→ **DIRECTIONS FOR THIS TASK**
What you need to do is retype every entry exactly as written.
++++++++++++++++++++
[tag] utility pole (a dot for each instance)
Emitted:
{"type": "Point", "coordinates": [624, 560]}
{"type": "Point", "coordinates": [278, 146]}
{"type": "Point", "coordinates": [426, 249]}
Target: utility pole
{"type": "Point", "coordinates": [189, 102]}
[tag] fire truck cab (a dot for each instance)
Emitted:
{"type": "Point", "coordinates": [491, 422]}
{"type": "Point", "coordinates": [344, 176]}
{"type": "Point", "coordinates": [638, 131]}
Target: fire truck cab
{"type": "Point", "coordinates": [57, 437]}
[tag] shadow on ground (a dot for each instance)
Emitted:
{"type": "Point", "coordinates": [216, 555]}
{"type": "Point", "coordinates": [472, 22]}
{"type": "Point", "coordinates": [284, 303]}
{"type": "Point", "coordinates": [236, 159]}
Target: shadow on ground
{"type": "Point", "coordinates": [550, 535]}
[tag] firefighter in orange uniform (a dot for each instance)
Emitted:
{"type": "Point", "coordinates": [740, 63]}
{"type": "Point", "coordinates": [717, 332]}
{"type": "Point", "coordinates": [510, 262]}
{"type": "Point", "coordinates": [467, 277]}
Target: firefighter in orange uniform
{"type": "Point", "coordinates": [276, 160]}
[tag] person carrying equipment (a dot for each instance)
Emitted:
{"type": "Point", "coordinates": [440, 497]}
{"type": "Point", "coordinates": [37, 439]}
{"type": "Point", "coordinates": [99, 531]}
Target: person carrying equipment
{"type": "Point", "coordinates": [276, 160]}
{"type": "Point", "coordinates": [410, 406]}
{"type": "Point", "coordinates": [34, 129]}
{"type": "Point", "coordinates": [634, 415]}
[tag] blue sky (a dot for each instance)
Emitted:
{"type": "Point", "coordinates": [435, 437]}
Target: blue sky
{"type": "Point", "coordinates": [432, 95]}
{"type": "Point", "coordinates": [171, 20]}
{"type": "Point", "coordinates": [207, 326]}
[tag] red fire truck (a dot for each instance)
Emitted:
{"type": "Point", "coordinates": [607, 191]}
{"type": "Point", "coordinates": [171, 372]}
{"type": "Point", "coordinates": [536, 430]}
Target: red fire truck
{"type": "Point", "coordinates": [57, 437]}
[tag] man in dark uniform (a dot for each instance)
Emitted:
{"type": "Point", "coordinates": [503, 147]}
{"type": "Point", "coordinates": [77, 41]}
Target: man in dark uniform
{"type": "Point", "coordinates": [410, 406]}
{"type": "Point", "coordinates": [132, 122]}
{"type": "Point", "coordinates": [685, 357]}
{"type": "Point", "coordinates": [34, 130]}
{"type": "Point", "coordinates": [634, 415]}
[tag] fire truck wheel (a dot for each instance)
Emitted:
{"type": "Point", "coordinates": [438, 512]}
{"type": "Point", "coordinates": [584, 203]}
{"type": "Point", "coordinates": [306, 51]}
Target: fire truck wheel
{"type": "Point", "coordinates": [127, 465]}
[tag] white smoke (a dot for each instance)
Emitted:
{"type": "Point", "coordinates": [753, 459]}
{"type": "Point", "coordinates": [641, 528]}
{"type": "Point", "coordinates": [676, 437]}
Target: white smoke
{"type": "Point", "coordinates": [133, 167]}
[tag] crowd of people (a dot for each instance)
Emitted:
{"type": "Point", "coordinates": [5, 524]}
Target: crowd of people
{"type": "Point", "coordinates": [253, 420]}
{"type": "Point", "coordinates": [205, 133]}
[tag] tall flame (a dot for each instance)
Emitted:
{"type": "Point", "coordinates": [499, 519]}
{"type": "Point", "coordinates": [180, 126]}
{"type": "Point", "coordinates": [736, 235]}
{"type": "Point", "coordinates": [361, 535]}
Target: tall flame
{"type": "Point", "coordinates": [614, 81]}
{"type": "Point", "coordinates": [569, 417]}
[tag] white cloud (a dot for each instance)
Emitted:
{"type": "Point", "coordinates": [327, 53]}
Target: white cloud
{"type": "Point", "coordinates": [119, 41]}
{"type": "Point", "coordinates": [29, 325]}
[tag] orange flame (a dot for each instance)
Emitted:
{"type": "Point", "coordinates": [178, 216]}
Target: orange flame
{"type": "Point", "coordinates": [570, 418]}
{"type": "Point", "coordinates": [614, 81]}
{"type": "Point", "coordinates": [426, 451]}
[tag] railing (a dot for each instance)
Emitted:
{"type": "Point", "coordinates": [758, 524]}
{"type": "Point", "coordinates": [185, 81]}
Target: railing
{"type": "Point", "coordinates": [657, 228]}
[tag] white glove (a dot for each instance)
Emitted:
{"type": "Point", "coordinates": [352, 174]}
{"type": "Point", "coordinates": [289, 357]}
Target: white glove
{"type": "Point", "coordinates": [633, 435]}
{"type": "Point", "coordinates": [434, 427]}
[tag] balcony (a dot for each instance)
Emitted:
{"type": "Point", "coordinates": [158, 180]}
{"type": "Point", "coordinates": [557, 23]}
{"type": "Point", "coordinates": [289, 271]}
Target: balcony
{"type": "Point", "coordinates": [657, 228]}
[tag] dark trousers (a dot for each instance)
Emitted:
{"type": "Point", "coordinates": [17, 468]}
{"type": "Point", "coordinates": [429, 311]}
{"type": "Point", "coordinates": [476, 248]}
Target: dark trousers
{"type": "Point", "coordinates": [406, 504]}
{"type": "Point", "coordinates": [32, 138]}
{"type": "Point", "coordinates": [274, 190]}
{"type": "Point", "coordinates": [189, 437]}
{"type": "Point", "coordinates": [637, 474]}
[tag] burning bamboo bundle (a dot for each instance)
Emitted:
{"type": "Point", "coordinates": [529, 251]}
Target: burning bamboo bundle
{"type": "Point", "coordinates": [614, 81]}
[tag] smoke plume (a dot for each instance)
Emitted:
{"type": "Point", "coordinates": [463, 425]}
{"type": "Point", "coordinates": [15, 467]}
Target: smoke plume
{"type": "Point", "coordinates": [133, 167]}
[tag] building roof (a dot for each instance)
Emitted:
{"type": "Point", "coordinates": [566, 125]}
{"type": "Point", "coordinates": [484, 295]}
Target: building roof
++++++++++++++++++++
→ **FINISHED EXERCISE**
[tag] utility pole (a dot for each instance)
Emitted:
{"type": "Point", "coordinates": [624, 560]}
{"type": "Point", "coordinates": [278, 146]}
{"type": "Point", "coordinates": [426, 249]}
Target: utility pole
{"type": "Point", "coordinates": [189, 102]}
[tag] fire truck cab (a dot for each instance)
Emitted:
{"type": "Point", "coordinates": [491, 422]}
{"type": "Point", "coordinates": [344, 176]}
{"type": "Point", "coordinates": [638, 131]}
Target: fire truck cab
{"type": "Point", "coordinates": [57, 437]}
[tag] shadow on ground (a dot for each instance)
Emitted:
{"type": "Point", "coordinates": [216, 555]}
{"type": "Point", "coordinates": [472, 22]}
{"type": "Point", "coordinates": [284, 303]}
{"type": "Point", "coordinates": [236, 159]}
Target: shadow on ground
{"type": "Point", "coordinates": [550, 535]}
[tag] firefighter in orange uniform (a dot for each instance)
Emitted:
{"type": "Point", "coordinates": [740, 63]}
{"type": "Point", "coordinates": [717, 332]}
{"type": "Point", "coordinates": [510, 262]}
{"type": "Point", "coordinates": [467, 277]}
Target: firefighter in orange uniform
{"type": "Point", "coordinates": [276, 160]}
[tag] person carrying equipment (a dot for each instance)
Emitted:
{"type": "Point", "coordinates": [440, 497]}
{"type": "Point", "coordinates": [37, 439]}
{"type": "Point", "coordinates": [99, 531]}
Target: person carrying equipment
{"type": "Point", "coordinates": [276, 160]}
{"type": "Point", "coordinates": [410, 406]}
{"type": "Point", "coordinates": [34, 129]}
{"type": "Point", "coordinates": [634, 415]}
[tag] blue sky (a dot for each instance)
Emitted:
{"type": "Point", "coordinates": [435, 437]}
Target: blue sky
{"type": "Point", "coordinates": [432, 95]}
{"type": "Point", "coordinates": [171, 20]}
{"type": "Point", "coordinates": [207, 326]}
[tag] red fire truck (a dot for each instance)
Emitted:
{"type": "Point", "coordinates": [607, 191]}
{"type": "Point", "coordinates": [171, 372]}
{"type": "Point", "coordinates": [536, 430]}
Target: red fire truck
{"type": "Point", "coordinates": [57, 437]}
[tag] man in dark uniform (a dot for each instance)
Emitted:
{"type": "Point", "coordinates": [503, 147]}
{"type": "Point", "coordinates": [77, 41]}
Target: man in dark uniform
{"type": "Point", "coordinates": [410, 406]}
{"type": "Point", "coordinates": [132, 122]}
{"type": "Point", "coordinates": [685, 357]}
{"type": "Point", "coordinates": [34, 130]}
{"type": "Point", "coordinates": [634, 415]}
[tag] fire truck wheel (a dot for each instance)
Emitted:
{"type": "Point", "coordinates": [438, 512]}
{"type": "Point", "coordinates": [584, 203]}
{"type": "Point", "coordinates": [306, 51]}
Target: fire truck wheel
{"type": "Point", "coordinates": [127, 465]}
[tag] white smoke (a dot for each instance)
Emitted:
{"type": "Point", "coordinates": [753, 459]}
{"type": "Point", "coordinates": [641, 528]}
{"type": "Point", "coordinates": [676, 437]}
Target: white smoke
{"type": "Point", "coordinates": [133, 167]}
[tag] crowd of people (a dot for each instance)
Emitted:
{"type": "Point", "coordinates": [5, 524]}
Target: crowd of people
{"type": "Point", "coordinates": [253, 420]}
{"type": "Point", "coordinates": [205, 133]}
[tag] tall flame (a dot for each instance)
Emitted:
{"type": "Point", "coordinates": [499, 519]}
{"type": "Point", "coordinates": [180, 126]}
{"type": "Point", "coordinates": [736, 235]}
{"type": "Point", "coordinates": [361, 535]}
Target: tall flame
{"type": "Point", "coordinates": [614, 81]}
{"type": "Point", "coordinates": [569, 417]}
[tag] white cloud (a dot for each instance)
Emitted:
{"type": "Point", "coordinates": [327, 53]}
Target: white cloud
{"type": "Point", "coordinates": [119, 41]}
{"type": "Point", "coordinates": [29, 325]}
[tag] orange flame (a dot for each instance)
Emitted:
{"type": "Point", "coordinates": [178, 216]}
Target: orange flame
{"type": "Point", "coordinates": [570, 418]}
{"type": "Point", "coordinates": [614, 81]}
{"type": "Point", "coordinates": [426, 451]}
[tag] railing (a dot for each instance)
Emitted:
{"type": "Point", "coordinates": [758, 524]}
{"type": "Point", "coordinates": [185, 81]}
Target: railing
{"type": "Point", "coordinates": [657, 228]}
[tag] white glove (a dot for each instance)
Emitted:
{"type": "Point", "coordinates": [352, 174]}
{"type": "Point", "coordinates": [289, 357]}
Target: white glove
{"type": "Point", "coordinates": [633, 435]}
{"type": "Point", "coordinates": [434, 427]}
[tag] balcony (a dot for each instance)
Emitted:
{"type": "Point", "coordinates": [158, 180]}
{"type": "Point", "coordinates": [557, 23]}
{"type": "Point", "coordinates": [289, 271]}
Target: balcony
{"type": "Point", "coordinates": [657, 228]}
[tag] dark trousers (a dot for each instance)
Emitted:
{"type": "Point", "coordinates": [17, 468]}
{"type": "Point", "coordinates": [429, 311]}
{"type": "Point", "coordinates": [476, 248]}
Target: dark trousers
{"type": "Point", "coordinates": [406, 504]}
{"type": "Point", "coordinates": [32, 138]}
{"type": "Point", "coordinates": [274, 190]}
{"type": "Point", "coordinates": [189, 437]}
{"type": "Point", "coordinates": [637, 474]}
[tag] burning bamboo bundle (a dot for each instance)
Emitted:
{"type": "Point", "coordinates": [529, 251]}
Target: burning bamboo bundle
{"type": "Point", "coordinates": [614, 81]}
[tag] smoke plume (a dot for each instance)
Emitted:
{"type": "Point", "coordinates": [463, 425]}
{"type": "Point", "coordinates": [15, 467]}
Target: smoke plume
{"type": "Point", "coordinates": [133, 167]}
[tag] building roof (a dot for each instance)
Emitted:
{"type": "Point", "coordinates": [566, 125]}
{"type": "Point", "coordinates": [484, 295]}
Target: building roof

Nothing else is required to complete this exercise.